TASK GOAL » Reproduce the records precisely. Omit every picture.

TASK INPUTS »
↓

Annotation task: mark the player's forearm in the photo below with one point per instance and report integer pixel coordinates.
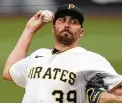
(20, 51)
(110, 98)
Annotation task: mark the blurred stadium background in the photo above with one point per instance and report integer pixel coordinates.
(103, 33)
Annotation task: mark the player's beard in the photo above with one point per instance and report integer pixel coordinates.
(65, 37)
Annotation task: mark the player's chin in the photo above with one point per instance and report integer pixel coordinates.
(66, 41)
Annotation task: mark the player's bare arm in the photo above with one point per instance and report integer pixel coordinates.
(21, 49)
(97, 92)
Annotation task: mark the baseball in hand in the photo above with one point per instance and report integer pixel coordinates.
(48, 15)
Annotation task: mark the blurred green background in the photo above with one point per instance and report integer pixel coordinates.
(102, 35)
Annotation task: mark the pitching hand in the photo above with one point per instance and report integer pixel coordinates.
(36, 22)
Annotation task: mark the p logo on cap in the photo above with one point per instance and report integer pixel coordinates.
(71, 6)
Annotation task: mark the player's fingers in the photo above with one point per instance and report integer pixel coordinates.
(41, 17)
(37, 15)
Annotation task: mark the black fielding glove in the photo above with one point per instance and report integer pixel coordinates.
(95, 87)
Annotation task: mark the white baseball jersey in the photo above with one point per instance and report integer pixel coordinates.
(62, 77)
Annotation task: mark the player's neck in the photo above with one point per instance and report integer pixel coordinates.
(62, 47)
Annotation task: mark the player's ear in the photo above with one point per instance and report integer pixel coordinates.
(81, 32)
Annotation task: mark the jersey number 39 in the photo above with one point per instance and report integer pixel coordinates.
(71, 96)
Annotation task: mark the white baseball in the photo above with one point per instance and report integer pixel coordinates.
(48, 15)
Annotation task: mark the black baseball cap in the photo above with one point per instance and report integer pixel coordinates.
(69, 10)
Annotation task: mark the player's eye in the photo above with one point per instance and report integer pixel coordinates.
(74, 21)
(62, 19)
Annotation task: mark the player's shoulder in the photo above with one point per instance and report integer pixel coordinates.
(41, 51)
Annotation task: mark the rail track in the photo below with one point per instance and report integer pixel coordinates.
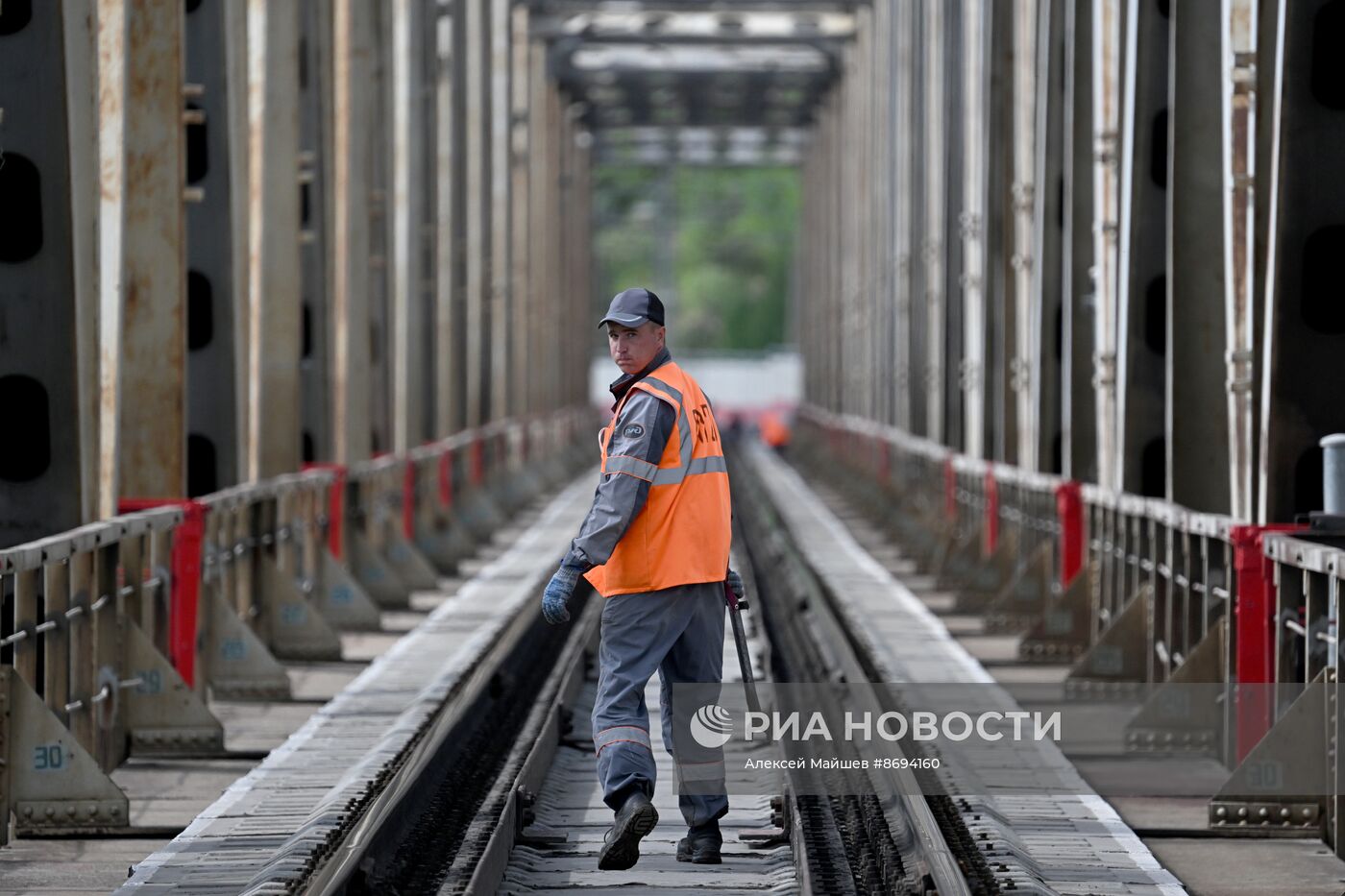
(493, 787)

↑

TASK ANSWER »
Annotation task: mark the player's forearm in the photo below with one point per instance and report integer pixel coordinates.
(20, 51)
(110, 98)
Annotation task: mark the blurred stadium background in the photo above with one point per instance and report integer pixel coordinates.
(103, 33)
Annotation task: mark the player's beard in the photo above with one point per instance and report integer pixel coordinates.
(65, 37)
Annotation task: mark the player's chin in the photo above with one point per instance and report integer pixel coordinates.
(66, 41)
Annotation task: mark the player's bare arm in the photo above with one point per instance and report integer pixel coordinates.
(21, 49)
(97, 92)
Annotation task: mark the baseball in hand in the photo above with one point per instance and report integer pixel coordinates.
(48, 15)
Annotation task: mark the blurred green background in the photo above with one point per instance and report integer pixel coordinates.
(102, 35)
Annotation task: mark the pitching hand in the photo above with one point per instance and report integer pixel coordinates.
(36, 22)
Annotation task: mark the p logo on cap in the photo above with one point per instance and report integer pixel coordinates.
(71, 6)
Annotation task: mark the player's fingers in the photo above with one point per instance and report integer pixel coordinates.
(41, 17)
(37, 15)
Annotation task: mark the black fielding glove in the photo above with one point per instance and report integer pixel coordinates.
(95, 87)
Annotation task: mark the white baseball jersey in the photo above with one point per instance and report integer pixel coordinates.
(62, 77)
Annotation task: mark the player's neck in the photo above with one point per instance and report integer pixel coordinates.
(62, 47)
Annotation task: mark the player's ear in the photo above with one point per instance and report integer pixel coordinates.
(81, 32)
Annotation task: mark the jersey number 39 in the photo above with one point per instance and report integer pixel coordinates.
(71, 96)
Annotation task: mark the white baseball in the photo above with one point per instance and report integer pixel coordinates.
(48, 15)
Annotation task: mark the black baseball cap in the photo above with one point per instance and report integer pixel coordinates.
(69, 10)
Annotation task: mark the player's eye in the photo above with one point per instance and report integer pixel coordinates.
(74, 21)
(62, 19)
Annotation task: mark the player's shoulder in the photo above with one point per instance and report integer pixel coordinates.
(41, 51)
Annotation task: mark the rail track in the photo below with one point per instance and report integer pixel coordinates.
(493, 787)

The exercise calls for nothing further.